═════ TASK INPUT ═════

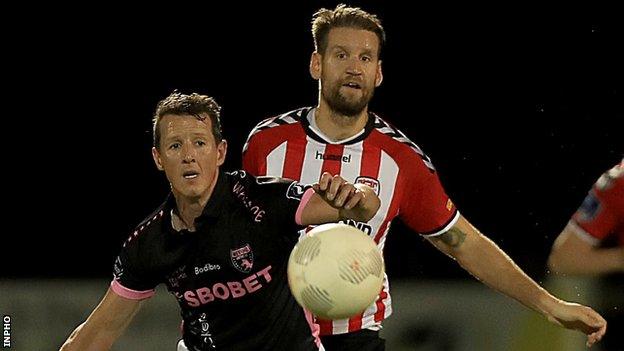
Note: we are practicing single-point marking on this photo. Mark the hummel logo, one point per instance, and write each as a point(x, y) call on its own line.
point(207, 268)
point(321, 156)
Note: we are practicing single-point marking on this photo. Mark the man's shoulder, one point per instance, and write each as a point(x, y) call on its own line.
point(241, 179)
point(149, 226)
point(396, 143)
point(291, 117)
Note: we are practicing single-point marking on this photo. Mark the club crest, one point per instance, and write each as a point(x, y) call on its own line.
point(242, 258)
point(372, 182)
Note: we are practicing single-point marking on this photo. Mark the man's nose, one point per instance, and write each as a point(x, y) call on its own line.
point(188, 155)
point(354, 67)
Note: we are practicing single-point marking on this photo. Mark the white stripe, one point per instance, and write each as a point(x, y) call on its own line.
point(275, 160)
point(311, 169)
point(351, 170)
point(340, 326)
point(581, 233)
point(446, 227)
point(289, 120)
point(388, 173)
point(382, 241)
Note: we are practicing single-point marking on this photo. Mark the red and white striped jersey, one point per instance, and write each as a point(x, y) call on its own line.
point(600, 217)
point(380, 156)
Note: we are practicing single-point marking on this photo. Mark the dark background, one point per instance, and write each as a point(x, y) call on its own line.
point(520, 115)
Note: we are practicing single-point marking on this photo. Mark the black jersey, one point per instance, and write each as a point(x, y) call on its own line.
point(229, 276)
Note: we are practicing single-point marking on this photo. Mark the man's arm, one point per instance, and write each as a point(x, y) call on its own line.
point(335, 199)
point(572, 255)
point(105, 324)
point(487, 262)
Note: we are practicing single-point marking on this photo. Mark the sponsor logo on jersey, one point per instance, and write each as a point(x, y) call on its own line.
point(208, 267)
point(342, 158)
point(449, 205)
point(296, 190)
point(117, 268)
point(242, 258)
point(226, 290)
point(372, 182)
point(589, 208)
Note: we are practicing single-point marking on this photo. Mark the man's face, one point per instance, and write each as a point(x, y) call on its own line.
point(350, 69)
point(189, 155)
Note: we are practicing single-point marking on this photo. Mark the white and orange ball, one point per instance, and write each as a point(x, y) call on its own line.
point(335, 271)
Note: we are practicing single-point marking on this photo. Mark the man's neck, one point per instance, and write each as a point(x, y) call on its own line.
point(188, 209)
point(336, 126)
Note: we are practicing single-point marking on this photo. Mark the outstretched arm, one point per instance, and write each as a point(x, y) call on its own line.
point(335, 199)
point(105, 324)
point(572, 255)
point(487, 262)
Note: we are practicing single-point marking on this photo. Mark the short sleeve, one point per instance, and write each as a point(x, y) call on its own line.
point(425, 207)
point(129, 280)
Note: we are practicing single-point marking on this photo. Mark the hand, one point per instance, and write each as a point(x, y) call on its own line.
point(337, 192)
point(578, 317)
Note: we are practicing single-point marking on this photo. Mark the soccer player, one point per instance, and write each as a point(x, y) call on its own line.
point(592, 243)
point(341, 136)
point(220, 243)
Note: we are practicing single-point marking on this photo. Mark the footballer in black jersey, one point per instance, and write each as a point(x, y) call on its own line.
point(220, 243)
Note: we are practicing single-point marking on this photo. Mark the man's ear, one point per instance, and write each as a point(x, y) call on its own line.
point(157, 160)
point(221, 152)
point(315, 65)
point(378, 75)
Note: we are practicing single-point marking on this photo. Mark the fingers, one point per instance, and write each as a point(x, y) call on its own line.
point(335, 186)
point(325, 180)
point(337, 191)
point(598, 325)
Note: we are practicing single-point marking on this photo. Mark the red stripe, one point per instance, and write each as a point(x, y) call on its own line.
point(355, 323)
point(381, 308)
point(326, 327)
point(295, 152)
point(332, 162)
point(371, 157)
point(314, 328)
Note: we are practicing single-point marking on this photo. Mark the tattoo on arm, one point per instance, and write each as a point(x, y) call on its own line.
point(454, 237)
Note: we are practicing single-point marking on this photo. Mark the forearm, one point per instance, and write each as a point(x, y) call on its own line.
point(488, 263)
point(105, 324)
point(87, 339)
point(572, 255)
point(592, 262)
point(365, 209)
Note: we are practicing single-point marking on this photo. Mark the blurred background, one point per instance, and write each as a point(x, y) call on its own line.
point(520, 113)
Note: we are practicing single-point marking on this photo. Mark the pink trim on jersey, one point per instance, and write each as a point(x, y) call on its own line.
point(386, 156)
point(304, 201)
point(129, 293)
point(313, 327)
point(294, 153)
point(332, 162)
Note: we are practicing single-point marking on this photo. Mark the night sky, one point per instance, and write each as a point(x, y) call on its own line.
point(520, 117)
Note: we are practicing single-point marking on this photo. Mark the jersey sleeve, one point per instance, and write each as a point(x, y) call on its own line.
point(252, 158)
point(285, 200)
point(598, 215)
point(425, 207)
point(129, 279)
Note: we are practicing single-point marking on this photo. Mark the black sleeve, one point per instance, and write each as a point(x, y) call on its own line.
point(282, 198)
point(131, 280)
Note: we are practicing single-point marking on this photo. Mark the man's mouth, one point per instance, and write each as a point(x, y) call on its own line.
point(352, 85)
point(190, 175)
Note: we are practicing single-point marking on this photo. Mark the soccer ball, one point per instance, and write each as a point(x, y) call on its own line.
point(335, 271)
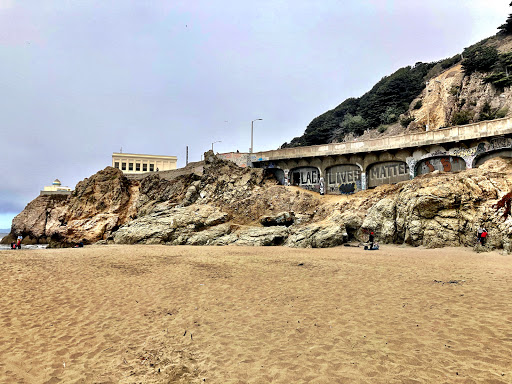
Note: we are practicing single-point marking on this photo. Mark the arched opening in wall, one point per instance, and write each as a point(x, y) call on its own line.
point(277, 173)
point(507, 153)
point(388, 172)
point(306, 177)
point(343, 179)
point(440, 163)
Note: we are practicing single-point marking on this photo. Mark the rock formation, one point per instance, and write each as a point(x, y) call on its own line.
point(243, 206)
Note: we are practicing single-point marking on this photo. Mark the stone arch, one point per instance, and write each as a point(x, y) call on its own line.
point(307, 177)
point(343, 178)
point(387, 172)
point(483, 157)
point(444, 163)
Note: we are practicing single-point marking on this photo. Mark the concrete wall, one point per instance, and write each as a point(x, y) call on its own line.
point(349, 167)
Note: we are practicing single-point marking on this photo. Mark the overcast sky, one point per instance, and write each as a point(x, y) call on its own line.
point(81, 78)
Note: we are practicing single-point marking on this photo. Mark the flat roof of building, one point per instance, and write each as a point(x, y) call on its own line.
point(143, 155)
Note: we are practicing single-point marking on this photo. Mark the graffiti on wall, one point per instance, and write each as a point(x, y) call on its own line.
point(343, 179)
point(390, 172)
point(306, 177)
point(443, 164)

═════

THE TASK: Copy out, exactly as given, the line containing "Mark the graffiti" together with every line after it in the material.

FINISHED TASK:
Note: we are practicing single-point marking on this photo. Mark the graffiti on wall, one point per instance, and write each as a point(x, y) call on its own line.
point(343, 179)
point(390, 172)
point(306, 177)
point(443, 164)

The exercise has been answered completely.